TASK LIST:
a – In the article on Cassandra architecture, translate this sentence into Spanish: "When a node goes down, read/write requests can be served from other nodes in the network."
b – For each statement, say whether it agrees with the article on Cassandra architecture. Answer yes or no and quote the words that decide it.
(i) Every write operation is recorded in the commit log.
(ii) Bloom filters are accessed only once per session.
(iii) A data center contains one or more clusters.
c – According to the article on Cassandra architecture, which protocol lets the nodes communicate with each other and detect faulty nodes in the cluster?

ARTICLE:

Cassandra - Architecture
The design goal of Cassandra is to handle big data workloads across multiple nodes without any single point of failure. Cassandra has peer-to-peer distributed system across its nodes, and data is distributed among all the nodes in a cluster.
All the nodes in a cluster play the same role. Each node is independent and at the same time interconnected to other nodes.
Each node in a cluster can accept read and write requests, regardless of where the data is actually located in the cluster.
When a node goes down, read/write requests can be served from other nodes in the network.
Data Replication in Cassandra
In Cassandra, one or more of the nodes in a cluster act as replicas for a given piece of data. If it is detected that some of the nodes responded with an out-of-date value, Cassandra will return the most recent value to the client. After returning the most recent value, Cassandra performs a read repair in the background to update the stale values.
The following figure shows a schematic view of how Cassandra uses data replication among the nodes in a cluster to ensure no single point of failure.
Note − Cassandra uses the Gossip Protocol in the background to allow the nodes to communicate with each other and detect any faulty nodes in the cluster.
Components of Cassandra
The key components of Cassandra are as follows −
Node − It is the place where data is stored.
Data center − It is a collection of related nodes.
Cluster − A cluster is a component that contains one or more data centers.
Commit log − The commit log is a crash-recovery mechanism in Cassandra. Every write operation is written to the commit log.
Mem-table − A mem-table is a memory-resident data structure. After commit log, the data will be written to the mem-table. Sometimes, for a single-column family, there will be multiple mem-tables.
SSTable − It is a disk file to which the data is flushed from the mem-table when its contents reach a threshold value.
Bloom filter − These are nothing but quick, nondeterministic, algorithms for testing whether an element is a member of a set. It is a special kind of cache. Bloom filters are accessed after every query.

EXTRACTED ENTRIES:
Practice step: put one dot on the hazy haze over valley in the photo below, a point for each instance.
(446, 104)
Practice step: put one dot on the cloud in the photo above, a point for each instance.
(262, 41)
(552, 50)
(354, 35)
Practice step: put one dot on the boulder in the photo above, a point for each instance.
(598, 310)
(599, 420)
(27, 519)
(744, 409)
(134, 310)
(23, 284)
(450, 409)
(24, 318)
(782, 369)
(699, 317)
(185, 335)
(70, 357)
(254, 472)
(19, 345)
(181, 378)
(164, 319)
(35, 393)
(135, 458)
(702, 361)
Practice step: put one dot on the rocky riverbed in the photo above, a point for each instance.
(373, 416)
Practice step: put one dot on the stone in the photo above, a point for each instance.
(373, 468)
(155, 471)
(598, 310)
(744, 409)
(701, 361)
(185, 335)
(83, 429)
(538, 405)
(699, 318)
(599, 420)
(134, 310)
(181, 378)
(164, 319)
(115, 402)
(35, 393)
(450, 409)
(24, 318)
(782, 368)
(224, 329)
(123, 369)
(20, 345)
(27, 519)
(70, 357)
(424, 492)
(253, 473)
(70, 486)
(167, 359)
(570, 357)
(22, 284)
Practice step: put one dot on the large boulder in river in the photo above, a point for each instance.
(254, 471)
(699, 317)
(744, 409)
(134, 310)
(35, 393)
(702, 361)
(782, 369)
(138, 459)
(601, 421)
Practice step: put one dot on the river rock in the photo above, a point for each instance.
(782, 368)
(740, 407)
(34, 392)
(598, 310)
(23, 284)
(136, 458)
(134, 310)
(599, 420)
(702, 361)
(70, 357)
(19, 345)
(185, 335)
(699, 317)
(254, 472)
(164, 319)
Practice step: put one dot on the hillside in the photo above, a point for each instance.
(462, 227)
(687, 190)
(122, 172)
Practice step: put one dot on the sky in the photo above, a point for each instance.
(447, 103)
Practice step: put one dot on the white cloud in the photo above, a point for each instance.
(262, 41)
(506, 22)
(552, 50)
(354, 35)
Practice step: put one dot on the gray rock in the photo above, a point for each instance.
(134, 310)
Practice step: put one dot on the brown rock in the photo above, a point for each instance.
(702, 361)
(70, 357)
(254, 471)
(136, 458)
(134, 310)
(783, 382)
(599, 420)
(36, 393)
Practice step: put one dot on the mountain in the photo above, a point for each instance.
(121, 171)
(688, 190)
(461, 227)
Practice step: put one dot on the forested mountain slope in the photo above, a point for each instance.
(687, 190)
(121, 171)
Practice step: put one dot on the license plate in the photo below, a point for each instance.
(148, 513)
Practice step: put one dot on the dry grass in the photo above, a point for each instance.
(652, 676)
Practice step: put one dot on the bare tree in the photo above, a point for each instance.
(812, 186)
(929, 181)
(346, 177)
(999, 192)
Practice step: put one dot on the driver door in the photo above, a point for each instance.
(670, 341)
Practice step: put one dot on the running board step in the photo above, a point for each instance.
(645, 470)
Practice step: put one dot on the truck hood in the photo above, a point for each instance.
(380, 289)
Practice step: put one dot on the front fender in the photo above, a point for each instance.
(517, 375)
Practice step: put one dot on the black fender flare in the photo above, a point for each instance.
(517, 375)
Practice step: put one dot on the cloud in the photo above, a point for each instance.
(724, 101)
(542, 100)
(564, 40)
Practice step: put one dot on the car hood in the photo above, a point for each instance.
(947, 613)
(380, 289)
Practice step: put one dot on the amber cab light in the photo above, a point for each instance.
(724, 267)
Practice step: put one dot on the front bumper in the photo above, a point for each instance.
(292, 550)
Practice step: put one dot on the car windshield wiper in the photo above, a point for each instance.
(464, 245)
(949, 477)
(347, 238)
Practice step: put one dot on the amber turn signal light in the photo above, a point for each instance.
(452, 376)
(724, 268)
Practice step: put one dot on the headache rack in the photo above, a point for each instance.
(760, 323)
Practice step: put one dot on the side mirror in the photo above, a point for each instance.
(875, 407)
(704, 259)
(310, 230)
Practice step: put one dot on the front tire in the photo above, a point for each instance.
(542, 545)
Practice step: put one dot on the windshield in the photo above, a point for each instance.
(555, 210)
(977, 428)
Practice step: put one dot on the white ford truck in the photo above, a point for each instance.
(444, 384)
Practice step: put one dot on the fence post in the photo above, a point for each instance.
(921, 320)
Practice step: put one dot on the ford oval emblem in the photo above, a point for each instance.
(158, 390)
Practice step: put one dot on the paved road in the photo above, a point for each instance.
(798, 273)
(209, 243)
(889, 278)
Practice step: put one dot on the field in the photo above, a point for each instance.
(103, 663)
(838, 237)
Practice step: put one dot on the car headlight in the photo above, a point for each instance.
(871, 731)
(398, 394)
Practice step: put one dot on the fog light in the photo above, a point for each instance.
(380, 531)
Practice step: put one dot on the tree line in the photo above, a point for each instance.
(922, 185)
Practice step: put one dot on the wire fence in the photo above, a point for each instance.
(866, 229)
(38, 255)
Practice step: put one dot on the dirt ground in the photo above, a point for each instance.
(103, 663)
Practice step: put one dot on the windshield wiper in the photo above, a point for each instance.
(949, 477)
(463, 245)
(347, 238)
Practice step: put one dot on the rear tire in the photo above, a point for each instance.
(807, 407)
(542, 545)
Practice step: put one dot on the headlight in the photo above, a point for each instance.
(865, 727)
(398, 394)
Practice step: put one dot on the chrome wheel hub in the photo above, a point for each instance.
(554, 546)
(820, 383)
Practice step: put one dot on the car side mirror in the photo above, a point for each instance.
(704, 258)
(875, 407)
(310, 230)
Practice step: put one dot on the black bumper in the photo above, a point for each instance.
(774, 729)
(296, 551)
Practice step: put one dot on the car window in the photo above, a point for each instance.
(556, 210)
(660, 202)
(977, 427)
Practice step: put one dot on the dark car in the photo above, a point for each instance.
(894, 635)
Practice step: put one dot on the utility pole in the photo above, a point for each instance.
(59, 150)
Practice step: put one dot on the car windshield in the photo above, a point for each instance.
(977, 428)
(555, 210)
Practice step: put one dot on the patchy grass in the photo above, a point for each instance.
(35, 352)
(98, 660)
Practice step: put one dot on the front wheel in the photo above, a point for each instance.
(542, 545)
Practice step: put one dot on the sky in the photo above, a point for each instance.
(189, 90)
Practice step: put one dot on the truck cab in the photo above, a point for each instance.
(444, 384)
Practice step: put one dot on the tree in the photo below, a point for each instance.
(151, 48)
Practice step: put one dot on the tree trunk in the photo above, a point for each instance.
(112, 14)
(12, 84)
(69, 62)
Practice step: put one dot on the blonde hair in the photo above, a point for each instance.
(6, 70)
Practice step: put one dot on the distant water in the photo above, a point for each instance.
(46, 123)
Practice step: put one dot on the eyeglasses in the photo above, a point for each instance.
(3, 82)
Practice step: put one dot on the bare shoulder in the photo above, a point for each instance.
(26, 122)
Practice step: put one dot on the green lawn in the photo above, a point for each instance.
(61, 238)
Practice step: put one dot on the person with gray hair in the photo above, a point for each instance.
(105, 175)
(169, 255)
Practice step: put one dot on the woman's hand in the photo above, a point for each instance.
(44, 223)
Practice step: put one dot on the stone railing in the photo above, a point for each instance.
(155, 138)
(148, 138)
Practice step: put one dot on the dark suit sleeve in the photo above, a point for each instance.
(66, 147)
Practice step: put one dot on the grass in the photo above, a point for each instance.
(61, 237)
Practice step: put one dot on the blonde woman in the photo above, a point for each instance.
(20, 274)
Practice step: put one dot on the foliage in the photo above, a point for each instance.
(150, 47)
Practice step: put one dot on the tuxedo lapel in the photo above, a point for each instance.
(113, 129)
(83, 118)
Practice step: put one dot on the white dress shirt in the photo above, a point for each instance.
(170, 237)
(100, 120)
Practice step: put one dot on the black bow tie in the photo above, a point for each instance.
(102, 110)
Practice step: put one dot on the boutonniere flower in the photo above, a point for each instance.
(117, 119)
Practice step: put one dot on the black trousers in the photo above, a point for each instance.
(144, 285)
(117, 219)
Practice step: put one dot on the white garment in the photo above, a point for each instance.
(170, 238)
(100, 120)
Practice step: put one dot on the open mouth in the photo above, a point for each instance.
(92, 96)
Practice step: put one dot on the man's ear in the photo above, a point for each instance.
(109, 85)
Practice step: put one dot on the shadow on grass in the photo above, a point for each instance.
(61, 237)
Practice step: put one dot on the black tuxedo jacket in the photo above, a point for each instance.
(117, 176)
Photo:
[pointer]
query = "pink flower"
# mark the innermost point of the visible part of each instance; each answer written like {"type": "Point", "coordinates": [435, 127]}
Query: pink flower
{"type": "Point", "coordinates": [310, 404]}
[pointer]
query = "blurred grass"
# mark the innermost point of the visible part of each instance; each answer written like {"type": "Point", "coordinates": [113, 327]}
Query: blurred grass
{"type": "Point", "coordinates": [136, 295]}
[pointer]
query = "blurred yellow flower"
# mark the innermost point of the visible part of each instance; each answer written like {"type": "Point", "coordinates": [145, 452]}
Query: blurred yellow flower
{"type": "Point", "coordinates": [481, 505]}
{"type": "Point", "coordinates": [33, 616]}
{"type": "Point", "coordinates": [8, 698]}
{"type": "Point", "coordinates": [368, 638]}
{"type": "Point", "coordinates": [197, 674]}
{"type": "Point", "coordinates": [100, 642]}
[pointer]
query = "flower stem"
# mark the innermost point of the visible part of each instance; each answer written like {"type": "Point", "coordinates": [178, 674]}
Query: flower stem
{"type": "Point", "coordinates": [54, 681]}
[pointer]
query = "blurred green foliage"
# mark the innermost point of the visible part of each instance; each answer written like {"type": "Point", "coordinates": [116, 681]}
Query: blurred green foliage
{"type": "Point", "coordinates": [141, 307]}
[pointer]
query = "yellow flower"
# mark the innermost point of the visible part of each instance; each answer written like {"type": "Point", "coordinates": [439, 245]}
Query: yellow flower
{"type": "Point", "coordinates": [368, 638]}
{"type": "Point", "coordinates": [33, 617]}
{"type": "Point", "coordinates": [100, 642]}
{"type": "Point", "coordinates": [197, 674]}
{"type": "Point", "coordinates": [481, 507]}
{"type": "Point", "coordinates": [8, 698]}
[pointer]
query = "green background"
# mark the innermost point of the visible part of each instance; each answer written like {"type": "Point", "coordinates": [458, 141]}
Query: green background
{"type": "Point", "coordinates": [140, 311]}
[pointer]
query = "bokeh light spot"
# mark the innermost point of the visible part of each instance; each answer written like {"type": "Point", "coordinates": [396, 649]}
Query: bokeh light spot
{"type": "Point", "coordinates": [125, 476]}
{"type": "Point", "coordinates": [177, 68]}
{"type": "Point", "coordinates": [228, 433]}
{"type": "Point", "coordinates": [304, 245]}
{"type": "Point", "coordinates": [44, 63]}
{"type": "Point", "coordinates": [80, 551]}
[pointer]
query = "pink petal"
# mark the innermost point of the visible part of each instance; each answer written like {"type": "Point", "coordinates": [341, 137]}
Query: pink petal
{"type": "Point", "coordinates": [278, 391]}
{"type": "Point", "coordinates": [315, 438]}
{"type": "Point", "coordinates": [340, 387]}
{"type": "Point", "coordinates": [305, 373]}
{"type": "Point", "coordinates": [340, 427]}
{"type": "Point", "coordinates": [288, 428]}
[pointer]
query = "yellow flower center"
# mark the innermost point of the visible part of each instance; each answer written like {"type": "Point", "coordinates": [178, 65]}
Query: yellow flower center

ANSWERS FOR THIS EXERCISE:
a – Cuando un nodo deja de funcionar, las solicitudes de lectura/escritura pueden atenderse desde otros nodos de la red.

b –
(i) Yes: "Every write operation is written to the commit log."
(ii) No: "Bloom filters are accessed after every query."
(iii) No: "A cluster is a component that contains one or more data centers."

c – The Gossip Protocol.